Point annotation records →
+++++

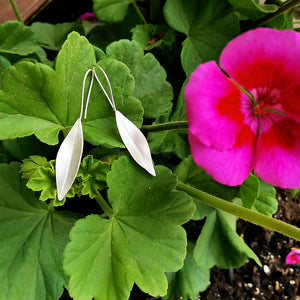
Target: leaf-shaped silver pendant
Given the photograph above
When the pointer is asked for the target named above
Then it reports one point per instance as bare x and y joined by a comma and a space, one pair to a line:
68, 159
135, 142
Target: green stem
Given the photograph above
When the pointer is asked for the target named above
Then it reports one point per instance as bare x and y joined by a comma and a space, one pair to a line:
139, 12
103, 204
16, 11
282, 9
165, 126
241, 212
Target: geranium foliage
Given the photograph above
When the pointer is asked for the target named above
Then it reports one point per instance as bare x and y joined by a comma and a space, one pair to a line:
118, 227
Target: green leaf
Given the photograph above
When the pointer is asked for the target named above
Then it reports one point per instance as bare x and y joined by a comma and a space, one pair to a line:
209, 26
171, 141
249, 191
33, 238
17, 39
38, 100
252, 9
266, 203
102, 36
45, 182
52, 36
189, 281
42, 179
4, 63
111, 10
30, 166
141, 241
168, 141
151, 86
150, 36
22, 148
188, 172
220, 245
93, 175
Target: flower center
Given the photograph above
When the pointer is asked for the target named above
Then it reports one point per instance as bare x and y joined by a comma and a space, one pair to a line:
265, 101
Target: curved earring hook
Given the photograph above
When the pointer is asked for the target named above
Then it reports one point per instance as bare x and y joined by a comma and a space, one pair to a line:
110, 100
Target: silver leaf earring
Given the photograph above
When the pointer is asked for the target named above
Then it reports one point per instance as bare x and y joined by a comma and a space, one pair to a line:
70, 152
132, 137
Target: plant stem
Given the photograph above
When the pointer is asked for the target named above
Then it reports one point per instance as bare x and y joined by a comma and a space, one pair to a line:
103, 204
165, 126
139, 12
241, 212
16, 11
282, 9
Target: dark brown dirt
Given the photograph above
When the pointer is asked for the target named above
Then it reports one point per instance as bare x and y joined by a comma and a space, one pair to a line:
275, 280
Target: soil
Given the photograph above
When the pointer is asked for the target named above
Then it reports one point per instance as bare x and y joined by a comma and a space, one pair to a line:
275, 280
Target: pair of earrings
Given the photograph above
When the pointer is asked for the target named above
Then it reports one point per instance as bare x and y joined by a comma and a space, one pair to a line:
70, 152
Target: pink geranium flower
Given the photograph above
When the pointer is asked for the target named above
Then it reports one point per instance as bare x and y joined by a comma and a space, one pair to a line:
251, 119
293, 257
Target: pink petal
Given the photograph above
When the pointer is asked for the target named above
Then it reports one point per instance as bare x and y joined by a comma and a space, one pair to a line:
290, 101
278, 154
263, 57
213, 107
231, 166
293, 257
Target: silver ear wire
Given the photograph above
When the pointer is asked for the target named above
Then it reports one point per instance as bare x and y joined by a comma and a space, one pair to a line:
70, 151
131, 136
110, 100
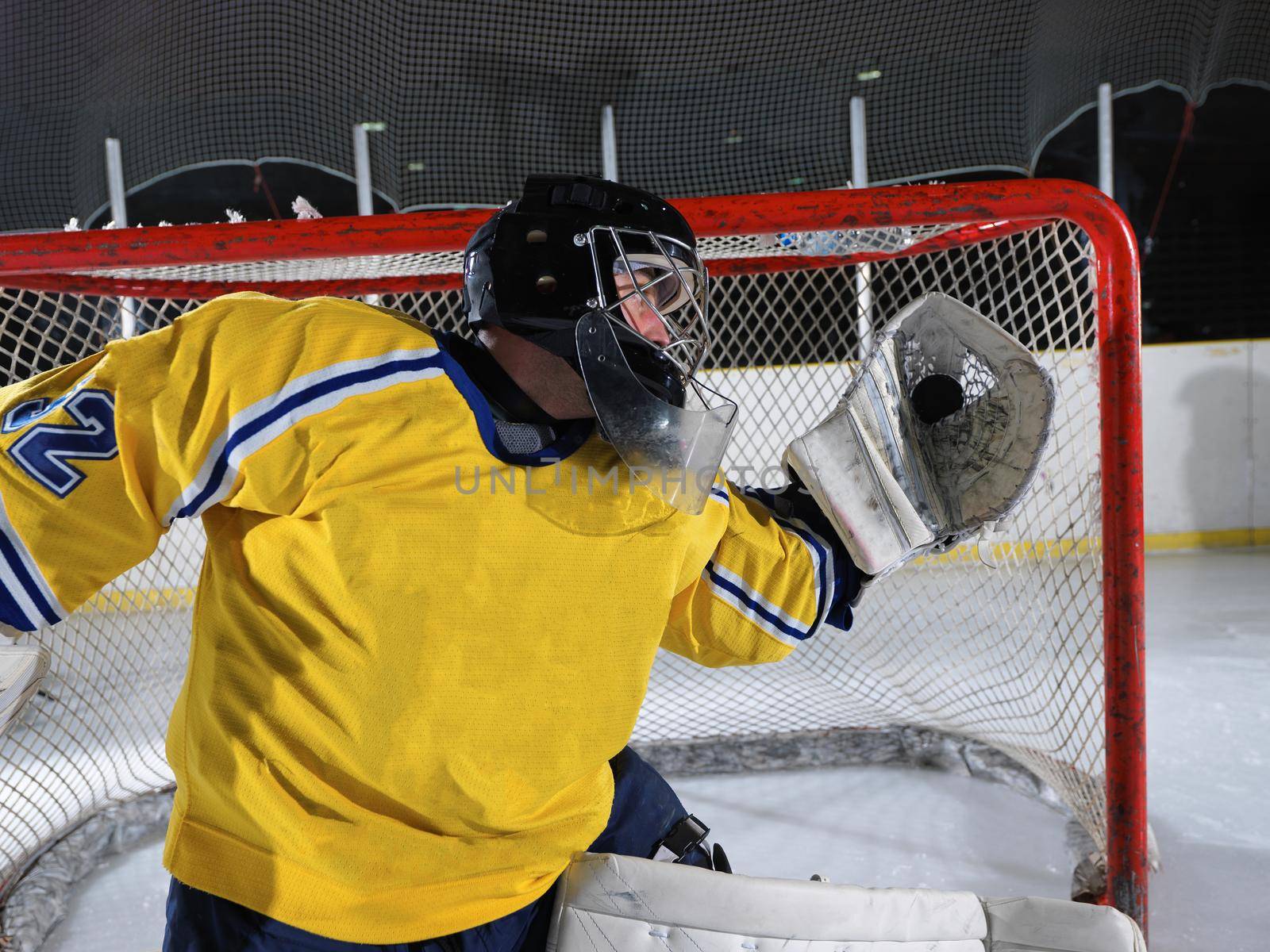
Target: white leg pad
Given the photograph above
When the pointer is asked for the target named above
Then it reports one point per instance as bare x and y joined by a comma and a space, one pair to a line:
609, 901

+++++

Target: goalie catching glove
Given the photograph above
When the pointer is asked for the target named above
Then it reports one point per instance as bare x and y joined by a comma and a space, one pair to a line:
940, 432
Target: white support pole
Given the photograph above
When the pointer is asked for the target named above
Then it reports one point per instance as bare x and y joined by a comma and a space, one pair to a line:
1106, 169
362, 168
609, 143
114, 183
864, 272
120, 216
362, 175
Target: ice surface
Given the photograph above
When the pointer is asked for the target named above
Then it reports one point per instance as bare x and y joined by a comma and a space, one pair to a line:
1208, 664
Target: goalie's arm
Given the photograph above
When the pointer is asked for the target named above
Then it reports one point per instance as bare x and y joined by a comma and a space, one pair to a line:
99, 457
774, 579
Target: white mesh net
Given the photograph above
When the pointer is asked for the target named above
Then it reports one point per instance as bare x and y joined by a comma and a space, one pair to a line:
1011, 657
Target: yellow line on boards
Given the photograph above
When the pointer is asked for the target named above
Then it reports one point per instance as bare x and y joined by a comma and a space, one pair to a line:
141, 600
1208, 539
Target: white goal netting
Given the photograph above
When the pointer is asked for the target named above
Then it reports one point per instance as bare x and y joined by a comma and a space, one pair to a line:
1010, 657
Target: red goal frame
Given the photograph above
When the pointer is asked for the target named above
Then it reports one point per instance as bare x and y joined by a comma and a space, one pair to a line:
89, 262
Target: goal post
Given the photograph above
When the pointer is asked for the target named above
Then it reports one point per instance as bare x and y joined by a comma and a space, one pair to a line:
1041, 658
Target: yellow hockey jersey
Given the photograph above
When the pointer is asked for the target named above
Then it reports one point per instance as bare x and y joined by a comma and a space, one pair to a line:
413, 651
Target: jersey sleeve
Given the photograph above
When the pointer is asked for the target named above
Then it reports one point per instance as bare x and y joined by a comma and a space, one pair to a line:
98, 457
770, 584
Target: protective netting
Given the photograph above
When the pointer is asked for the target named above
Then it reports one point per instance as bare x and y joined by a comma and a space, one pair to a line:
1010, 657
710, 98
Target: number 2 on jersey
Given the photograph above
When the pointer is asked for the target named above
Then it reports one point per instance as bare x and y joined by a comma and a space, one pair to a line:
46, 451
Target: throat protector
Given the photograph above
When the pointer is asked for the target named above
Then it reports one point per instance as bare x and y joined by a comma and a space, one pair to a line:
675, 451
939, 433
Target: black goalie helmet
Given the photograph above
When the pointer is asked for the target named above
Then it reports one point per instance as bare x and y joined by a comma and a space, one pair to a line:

+++++

TASK PROMPT →
How many lines in the records above contain the word "silver"? Give only the number.

THE RESULT →
3